__Supplied entries__.
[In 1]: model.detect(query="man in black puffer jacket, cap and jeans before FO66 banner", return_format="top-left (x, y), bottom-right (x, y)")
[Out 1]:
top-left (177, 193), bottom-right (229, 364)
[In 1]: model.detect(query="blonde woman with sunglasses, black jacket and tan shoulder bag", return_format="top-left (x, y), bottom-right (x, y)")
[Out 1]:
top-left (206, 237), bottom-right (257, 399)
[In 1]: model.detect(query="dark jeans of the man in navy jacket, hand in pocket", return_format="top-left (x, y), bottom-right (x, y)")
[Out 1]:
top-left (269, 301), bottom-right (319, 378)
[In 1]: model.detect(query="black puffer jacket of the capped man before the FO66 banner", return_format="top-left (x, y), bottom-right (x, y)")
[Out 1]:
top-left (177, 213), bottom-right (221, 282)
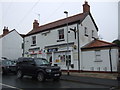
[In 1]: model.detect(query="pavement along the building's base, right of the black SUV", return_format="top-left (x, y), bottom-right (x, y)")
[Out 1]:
top-left (61, 72), bottom-right (120, 90)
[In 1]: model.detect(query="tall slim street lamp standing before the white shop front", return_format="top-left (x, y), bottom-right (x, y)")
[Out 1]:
top-left (64, 11), bottom-right (69, 75)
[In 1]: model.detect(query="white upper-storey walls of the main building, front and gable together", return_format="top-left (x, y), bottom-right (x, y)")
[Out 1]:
top-left (25, 15), bottom-right (98, 51)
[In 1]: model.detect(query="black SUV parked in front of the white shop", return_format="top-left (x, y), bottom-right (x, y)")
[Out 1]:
top-left (16, 57), bottom-right (61, 81)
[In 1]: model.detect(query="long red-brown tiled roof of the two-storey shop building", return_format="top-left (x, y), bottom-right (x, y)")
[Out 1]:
top-left (26, 12), bottom-right (96, 36)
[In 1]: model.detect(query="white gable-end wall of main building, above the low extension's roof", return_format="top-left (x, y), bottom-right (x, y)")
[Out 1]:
top-left (79, 15), bottom-right (98, 47)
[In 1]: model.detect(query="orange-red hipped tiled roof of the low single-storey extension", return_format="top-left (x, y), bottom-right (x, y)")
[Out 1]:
top-left (81, 40), bottom-right (116, 49)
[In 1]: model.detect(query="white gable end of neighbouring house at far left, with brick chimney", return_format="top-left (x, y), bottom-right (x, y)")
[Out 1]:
top-left (0, 27), bottom-right (23, 60)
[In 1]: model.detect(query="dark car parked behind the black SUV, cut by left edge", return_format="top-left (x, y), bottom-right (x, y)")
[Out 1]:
top-left (1, 59), bottom-right (16, 74)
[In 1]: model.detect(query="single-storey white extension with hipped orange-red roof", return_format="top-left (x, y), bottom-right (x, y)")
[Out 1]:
top-left (81, 40), bottom-right (119, 72)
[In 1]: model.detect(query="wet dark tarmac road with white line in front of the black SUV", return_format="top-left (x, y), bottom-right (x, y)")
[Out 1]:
top-left (0, 74), bottom-right (110, 90)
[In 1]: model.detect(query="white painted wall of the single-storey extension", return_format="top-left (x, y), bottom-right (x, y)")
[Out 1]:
top-left (82, 49), bottom-right (118, 71)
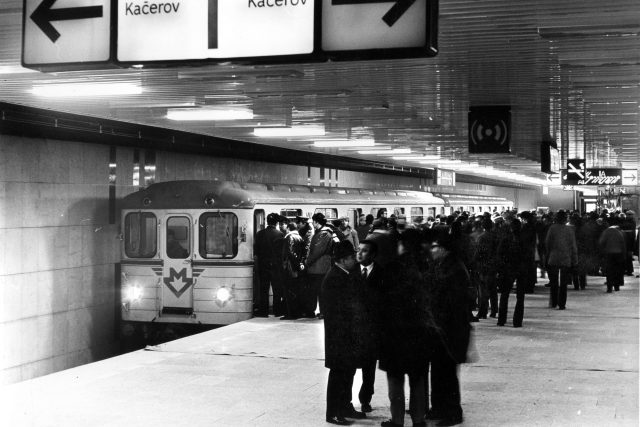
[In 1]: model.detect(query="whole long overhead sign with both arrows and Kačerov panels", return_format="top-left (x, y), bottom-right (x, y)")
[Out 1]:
top-left (22, 0), bottom-right (438, 71)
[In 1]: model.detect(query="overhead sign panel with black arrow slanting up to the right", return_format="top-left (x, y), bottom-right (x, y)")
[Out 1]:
top-left (322, 0), bottom-right (438, 59)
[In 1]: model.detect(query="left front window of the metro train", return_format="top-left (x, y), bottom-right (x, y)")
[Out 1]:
top-left (124, 212), bottom-right (158, 258)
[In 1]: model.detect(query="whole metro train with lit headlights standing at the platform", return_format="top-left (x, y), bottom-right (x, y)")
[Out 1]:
top-left (120, 181), bottom-right (513, 327)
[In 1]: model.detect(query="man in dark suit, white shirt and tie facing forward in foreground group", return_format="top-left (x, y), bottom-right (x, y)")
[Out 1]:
top-left (356, 240), bottom-right (384, 412)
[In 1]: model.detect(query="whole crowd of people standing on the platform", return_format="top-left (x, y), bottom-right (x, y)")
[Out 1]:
top-left (254, 206), bottom-right (639, 427)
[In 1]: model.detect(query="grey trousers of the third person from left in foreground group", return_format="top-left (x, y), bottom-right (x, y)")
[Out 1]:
top-left (387, 372), bottom-right (426, 425)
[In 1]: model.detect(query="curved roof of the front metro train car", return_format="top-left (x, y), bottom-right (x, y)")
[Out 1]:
top-left (121, 180), bottom-right (444, 209)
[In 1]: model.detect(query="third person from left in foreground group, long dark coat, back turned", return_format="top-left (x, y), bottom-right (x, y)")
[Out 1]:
top-left (380, 229), bottom-right (433, 427)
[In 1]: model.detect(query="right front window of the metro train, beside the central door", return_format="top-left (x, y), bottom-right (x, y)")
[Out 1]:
top-left (200, 212), bottom-right (238, 259)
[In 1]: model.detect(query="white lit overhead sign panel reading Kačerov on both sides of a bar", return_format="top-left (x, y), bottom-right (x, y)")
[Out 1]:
top-left (117, 0), bottom-right (314, 62)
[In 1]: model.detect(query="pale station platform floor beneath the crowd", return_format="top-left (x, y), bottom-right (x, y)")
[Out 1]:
top-left (0, 268), bottom-right (639, 427)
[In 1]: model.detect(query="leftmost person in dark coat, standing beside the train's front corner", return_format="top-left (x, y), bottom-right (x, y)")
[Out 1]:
top-left (254, 213), bottom-right (284, 317)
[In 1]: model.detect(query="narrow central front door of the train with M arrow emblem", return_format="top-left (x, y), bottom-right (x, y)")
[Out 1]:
top-left (162, 214), bottom-right (193, 315)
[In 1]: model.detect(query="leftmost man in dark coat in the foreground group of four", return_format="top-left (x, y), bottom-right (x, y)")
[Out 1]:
top-left (322, 241), bottom-right (366, 425)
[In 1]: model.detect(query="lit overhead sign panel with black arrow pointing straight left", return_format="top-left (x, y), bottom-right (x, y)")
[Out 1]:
top-left (22, 0), bottom-right (111, 68)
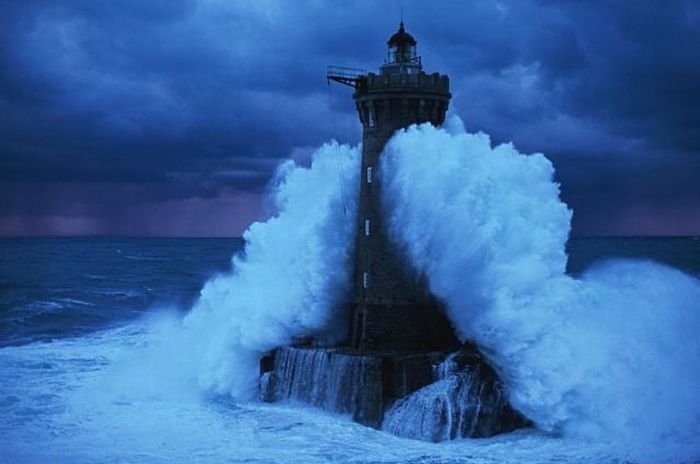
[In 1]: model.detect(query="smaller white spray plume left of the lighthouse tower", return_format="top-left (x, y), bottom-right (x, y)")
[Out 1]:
top-left (183, 142), bottom-right (359, 399)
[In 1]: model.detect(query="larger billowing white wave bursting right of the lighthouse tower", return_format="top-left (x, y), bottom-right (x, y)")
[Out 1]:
top-left (381, 119), bottom-right (700, 447)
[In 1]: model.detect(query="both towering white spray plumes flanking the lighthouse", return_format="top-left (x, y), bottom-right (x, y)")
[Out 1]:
top-left (115, 118), bottom-right (700, 455)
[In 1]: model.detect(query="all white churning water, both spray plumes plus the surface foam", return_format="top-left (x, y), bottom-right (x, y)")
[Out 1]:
top-left (0, 119), bottom-right (700, 463)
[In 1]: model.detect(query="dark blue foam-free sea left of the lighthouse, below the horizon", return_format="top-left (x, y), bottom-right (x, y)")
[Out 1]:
top-left (0, 238), bottom-right (243, 346)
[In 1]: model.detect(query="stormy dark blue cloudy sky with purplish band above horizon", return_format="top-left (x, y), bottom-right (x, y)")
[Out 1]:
top-left (0, 0), bottom-right (700, 237)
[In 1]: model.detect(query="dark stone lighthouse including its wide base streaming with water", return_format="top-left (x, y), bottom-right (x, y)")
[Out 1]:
top-left (260, 22), bottom-right (527, 441)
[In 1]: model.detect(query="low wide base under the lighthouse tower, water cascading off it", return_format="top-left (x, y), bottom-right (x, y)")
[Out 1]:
top-left (260, 346), bottom-right (527, 442)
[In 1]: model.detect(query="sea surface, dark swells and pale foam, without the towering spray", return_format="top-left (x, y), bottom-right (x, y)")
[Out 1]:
top-left (0, 237), bottom-right (700, 464)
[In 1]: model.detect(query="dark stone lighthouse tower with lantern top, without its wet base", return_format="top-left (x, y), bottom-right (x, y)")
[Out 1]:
top-left (327, 22), bottom-right (456, 352)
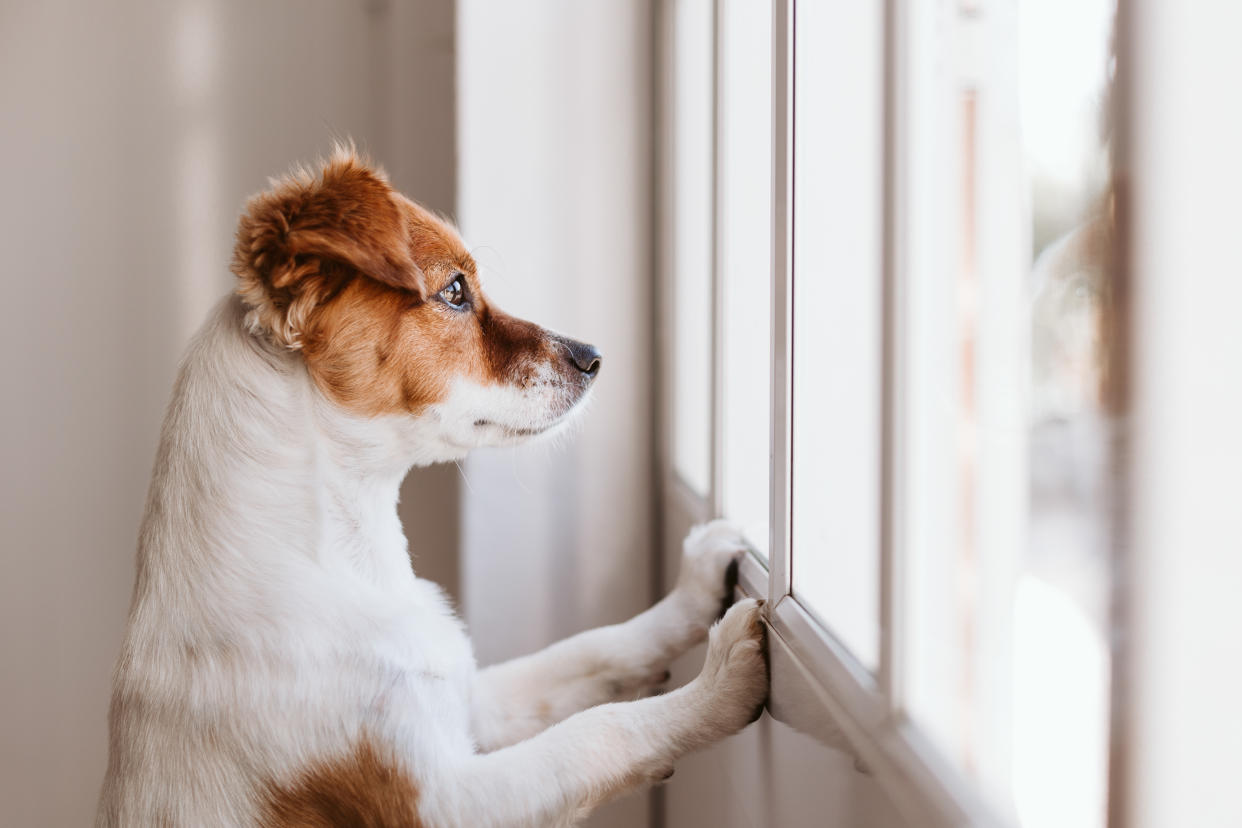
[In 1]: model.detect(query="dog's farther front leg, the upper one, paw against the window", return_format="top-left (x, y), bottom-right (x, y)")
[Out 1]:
top-left (472, 520), bottom-right (744, 750)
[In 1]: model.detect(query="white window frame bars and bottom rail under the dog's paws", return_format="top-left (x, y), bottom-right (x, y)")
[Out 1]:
top-left (658, 0), bottom-right (1122, 826)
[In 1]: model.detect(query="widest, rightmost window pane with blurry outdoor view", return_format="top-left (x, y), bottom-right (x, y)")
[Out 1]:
top-left (900, 0), bottom-right (1114, 827)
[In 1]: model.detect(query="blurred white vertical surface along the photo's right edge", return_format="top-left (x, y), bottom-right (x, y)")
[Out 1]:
top-left (1132, 0), bottom-right (1242, 828)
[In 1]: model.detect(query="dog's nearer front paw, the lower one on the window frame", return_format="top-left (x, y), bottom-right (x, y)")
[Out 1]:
top-left (694, 598), bottom-right (768, 736)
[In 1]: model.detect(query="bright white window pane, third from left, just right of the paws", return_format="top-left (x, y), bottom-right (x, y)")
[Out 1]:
top-left (790, 2), bottom-right (883, 668)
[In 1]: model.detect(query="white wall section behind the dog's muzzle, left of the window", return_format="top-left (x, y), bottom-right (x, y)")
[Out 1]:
top-left (457, 0), bottom-right (655, 828)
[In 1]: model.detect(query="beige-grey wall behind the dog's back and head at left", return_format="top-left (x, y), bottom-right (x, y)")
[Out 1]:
top-left (0, 0), bottom-right (458, 826)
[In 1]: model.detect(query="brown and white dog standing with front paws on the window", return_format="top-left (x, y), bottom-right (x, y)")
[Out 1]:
top-left (97, 146), bottom-right (768, 828)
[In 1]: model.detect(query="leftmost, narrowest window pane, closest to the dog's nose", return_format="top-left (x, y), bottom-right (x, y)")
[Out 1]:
top-left (671, 0), bottom-right (713, 495)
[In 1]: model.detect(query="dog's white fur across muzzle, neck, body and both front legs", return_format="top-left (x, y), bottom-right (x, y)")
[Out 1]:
top-left (97, 298), bottom-right (766, 828)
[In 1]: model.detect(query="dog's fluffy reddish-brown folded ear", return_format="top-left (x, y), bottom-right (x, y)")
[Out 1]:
top-left (232, 148), bottom-right (425, 348)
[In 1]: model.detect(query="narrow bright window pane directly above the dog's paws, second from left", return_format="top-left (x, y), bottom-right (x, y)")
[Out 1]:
top-left (718, 0), bottom-right (773, 552)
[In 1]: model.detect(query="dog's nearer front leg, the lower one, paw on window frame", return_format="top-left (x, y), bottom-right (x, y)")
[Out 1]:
top-left (432, 600), bottom-right (768, 828)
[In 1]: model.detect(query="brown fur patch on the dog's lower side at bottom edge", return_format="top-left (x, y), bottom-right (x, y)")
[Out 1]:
top-left (260, 739), bottom-right (422, 828)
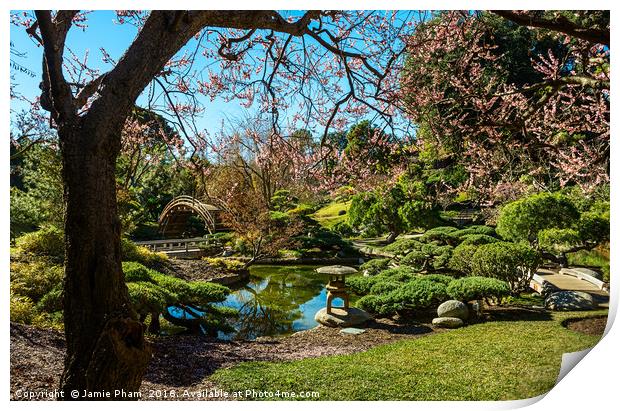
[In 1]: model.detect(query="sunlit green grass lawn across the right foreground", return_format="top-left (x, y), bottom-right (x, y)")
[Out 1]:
top-left (211, 311), bottom-right (606, 401)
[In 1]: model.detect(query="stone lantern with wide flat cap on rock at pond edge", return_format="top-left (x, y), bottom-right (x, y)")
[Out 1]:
top-left (314, 265), bottom-right (370, 327)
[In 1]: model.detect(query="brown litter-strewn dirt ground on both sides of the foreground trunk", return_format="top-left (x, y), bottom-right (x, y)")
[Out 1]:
top-left (11, 319), bottom-right (444, 400)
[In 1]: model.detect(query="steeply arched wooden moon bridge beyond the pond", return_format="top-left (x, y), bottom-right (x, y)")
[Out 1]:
top-left (158, 196), bottom-right (220, 238)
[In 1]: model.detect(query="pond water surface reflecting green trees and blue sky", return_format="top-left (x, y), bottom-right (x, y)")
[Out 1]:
top-left (220, 265), bottom-right (358, 339)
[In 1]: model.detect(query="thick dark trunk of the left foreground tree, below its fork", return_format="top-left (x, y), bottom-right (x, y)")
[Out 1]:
top-left (58, 117), bottom-right (151, 399)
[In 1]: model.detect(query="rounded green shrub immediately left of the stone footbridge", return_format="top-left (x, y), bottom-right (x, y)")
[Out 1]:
top-left (471, 242), bottom-right (540, 294)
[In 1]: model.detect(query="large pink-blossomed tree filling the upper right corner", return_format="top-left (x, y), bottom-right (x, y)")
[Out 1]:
top-left (401, 11), bottom-right (610, 198)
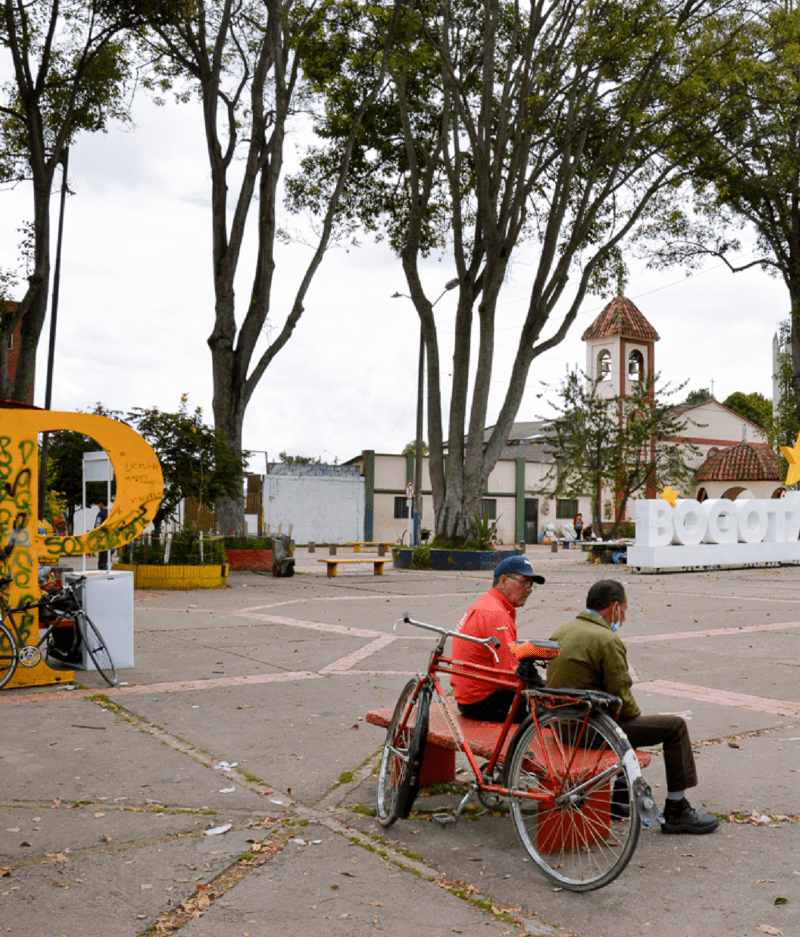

__Task statement__. What is wanted is the number of lines holding "lantern" in the entries. Nothing else should be given.

__Task answer__. 2